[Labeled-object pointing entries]
::::

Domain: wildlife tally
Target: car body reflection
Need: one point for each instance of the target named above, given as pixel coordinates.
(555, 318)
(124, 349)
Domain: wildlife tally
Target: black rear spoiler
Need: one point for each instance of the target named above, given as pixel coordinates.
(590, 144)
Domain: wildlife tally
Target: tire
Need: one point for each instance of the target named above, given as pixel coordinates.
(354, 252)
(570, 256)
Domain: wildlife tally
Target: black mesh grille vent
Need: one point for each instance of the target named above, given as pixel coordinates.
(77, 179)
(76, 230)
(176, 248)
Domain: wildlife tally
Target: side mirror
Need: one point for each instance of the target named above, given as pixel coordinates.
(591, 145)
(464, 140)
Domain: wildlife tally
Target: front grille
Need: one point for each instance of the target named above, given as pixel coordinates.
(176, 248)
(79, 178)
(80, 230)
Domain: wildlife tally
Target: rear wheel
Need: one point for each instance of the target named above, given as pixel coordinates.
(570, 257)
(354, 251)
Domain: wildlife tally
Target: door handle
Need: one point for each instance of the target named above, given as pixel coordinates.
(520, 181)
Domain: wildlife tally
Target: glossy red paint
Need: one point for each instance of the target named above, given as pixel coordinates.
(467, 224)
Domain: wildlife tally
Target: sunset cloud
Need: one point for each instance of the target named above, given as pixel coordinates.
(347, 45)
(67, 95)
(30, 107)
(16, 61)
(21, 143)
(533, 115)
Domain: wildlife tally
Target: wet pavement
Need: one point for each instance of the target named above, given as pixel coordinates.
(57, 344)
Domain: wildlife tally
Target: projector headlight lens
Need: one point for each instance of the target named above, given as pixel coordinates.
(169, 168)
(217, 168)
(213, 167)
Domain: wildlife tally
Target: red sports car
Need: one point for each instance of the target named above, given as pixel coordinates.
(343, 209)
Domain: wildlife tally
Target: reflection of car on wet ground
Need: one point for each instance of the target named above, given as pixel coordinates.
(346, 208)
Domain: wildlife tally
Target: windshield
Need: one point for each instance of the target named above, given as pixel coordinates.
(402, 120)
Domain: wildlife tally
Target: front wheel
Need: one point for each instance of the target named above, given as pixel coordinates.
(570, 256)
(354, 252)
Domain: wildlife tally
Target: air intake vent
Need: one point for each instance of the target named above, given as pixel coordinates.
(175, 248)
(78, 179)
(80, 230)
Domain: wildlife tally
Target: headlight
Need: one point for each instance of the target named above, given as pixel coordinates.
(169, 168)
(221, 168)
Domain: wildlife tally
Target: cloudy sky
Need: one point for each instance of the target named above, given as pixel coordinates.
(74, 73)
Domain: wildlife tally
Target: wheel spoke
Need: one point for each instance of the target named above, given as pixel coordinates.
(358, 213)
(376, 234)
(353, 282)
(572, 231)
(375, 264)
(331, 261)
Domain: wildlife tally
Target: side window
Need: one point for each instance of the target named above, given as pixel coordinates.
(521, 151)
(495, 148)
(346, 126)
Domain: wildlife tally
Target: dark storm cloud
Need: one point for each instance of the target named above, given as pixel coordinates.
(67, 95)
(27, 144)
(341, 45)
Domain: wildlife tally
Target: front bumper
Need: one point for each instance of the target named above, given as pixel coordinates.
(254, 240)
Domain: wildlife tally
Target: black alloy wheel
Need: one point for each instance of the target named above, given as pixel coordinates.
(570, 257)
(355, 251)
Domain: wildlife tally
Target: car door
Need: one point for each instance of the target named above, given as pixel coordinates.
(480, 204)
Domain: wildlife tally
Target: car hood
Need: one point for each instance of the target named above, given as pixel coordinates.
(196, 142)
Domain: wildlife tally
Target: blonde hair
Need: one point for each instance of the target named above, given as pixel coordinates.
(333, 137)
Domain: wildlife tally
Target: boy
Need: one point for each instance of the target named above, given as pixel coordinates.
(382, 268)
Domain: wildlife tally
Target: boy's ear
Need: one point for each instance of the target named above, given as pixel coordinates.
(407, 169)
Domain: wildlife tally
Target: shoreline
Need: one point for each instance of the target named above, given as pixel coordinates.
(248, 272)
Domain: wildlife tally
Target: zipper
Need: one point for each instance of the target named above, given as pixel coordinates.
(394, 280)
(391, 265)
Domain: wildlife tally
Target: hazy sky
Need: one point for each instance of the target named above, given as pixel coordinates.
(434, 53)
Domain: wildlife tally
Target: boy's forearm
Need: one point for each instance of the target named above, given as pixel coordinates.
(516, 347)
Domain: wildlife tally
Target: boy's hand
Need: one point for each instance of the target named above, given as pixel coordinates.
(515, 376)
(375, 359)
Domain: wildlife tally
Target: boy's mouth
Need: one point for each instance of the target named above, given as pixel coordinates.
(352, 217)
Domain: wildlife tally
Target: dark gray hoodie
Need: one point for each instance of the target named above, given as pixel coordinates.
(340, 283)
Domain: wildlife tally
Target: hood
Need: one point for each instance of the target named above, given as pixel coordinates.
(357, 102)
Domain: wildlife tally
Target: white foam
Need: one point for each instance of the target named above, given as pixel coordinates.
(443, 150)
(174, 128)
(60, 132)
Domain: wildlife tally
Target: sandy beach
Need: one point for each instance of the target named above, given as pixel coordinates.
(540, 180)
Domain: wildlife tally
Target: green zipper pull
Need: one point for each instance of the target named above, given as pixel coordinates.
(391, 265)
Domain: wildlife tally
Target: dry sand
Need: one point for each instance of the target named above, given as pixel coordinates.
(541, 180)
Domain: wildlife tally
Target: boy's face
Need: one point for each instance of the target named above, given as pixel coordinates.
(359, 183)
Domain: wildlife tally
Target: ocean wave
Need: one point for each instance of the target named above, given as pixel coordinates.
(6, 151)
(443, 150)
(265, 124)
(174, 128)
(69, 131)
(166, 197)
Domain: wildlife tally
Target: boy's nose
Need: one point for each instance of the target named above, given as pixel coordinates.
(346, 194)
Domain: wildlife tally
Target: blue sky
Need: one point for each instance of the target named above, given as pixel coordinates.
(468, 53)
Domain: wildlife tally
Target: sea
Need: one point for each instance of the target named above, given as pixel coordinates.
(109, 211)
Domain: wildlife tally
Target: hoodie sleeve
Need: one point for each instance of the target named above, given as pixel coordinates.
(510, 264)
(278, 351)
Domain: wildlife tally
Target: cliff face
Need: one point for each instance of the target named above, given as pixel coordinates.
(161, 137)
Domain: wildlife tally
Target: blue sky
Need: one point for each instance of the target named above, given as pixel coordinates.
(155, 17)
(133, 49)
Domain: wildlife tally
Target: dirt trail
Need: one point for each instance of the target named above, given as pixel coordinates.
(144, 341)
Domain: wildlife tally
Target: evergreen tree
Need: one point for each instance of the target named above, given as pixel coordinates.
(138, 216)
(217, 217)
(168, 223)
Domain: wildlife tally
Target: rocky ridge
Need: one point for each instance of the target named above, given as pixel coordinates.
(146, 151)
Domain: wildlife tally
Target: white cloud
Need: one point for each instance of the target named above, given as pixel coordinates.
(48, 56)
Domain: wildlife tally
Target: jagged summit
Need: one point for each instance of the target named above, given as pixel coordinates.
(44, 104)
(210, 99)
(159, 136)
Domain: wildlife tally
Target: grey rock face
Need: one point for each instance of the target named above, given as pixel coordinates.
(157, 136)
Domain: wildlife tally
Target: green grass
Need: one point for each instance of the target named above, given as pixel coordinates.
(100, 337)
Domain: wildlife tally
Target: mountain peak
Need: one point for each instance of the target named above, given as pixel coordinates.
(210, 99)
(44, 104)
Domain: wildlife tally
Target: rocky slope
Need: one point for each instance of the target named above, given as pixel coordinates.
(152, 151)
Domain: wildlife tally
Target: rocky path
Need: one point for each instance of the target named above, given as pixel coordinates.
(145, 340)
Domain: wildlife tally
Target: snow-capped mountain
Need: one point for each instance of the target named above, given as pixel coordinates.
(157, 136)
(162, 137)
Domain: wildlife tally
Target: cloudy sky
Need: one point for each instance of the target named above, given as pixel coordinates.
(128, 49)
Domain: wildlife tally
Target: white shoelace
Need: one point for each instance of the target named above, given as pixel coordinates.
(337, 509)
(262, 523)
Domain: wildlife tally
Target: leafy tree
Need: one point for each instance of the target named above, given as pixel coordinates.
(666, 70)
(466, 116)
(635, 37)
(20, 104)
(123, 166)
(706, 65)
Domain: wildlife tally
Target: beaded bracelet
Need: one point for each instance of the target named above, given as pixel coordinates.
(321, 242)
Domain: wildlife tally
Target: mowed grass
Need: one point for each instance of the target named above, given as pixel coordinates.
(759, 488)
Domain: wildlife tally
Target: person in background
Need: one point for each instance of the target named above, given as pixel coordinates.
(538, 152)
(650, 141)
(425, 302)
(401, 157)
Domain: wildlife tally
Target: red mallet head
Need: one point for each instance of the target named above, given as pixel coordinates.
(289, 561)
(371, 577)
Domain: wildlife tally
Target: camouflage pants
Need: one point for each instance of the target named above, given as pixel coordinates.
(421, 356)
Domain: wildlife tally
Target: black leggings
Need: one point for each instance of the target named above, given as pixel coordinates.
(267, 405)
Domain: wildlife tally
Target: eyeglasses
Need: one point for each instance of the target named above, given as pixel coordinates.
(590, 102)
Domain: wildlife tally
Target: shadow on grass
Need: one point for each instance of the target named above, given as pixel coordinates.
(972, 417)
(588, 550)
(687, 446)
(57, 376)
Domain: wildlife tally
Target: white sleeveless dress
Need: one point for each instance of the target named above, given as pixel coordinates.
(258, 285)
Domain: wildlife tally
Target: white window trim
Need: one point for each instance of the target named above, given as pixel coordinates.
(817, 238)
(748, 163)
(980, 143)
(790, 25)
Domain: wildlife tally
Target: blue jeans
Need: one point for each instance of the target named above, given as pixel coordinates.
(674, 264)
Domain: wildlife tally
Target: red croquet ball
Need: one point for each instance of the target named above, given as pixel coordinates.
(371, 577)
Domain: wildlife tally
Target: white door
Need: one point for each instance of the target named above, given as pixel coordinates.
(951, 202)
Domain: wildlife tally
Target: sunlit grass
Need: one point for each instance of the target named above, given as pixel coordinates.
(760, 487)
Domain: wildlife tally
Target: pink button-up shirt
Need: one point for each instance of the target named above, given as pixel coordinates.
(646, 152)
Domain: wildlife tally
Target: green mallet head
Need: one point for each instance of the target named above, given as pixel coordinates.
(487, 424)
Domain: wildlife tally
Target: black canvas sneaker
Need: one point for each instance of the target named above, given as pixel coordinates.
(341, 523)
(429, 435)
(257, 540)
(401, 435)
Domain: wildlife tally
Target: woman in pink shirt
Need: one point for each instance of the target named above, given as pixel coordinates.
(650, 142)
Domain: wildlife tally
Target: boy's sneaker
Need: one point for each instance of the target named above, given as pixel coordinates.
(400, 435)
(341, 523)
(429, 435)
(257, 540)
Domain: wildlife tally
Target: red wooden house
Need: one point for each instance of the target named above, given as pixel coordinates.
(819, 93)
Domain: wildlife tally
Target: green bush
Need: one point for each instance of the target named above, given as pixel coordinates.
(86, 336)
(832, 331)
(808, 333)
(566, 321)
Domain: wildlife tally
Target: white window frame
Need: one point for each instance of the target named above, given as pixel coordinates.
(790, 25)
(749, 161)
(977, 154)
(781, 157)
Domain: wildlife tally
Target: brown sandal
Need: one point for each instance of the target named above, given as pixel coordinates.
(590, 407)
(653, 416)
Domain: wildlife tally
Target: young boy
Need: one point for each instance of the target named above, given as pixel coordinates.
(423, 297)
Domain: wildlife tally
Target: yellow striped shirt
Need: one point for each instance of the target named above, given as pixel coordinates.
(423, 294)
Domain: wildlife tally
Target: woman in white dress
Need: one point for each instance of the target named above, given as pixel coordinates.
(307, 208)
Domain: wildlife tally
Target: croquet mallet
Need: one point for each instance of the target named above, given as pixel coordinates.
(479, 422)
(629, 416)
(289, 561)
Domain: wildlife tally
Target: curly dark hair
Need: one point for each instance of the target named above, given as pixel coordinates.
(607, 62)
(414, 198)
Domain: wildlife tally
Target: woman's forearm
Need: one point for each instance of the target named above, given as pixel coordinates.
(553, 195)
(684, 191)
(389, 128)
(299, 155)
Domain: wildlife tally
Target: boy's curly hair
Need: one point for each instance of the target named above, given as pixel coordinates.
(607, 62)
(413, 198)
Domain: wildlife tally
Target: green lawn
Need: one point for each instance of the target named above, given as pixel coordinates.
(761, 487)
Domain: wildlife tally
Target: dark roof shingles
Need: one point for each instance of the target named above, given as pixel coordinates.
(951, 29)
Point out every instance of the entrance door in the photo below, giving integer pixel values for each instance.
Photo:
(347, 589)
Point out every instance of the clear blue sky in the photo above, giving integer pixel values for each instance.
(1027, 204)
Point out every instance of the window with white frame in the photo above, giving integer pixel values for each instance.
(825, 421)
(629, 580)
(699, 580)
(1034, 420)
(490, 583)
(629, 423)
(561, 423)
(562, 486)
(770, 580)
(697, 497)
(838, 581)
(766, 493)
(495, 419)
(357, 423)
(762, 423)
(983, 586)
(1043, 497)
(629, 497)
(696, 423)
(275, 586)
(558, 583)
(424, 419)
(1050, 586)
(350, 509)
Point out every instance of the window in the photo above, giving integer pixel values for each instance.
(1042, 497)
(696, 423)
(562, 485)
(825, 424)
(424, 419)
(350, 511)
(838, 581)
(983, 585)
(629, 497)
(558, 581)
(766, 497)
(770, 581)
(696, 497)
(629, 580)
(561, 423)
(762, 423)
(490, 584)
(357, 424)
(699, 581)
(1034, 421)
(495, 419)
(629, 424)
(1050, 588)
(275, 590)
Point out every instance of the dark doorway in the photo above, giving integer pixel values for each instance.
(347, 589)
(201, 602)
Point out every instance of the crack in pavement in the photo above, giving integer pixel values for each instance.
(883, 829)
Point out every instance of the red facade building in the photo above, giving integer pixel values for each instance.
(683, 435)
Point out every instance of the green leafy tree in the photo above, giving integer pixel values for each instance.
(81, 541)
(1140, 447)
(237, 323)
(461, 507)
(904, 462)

::::

_THE TASK_: Extract, verbatim, the lines from the one containing "Point out every instance of the dark" through the last line of the listing above.

_OUTPUT OF THE TASK_:
Point out every instance of the dark doorway in the photo above, giving integer pixel values for each instance.
(347, 589)
(201, 602)
Point out every instance of the crack in pavement in the photo above, giving integer pixel values for each instance.
(883, 829)
Point out every instance of the red facade building in the photo above, giving integer pixel values for each instance.
(683, 435)
Point out every instance of the green leafy tree in the photo above, giving integer pixel values for each instance.
(81, 541)
(1140, 447)
(237, 323)
(461, 507)
(904, 462)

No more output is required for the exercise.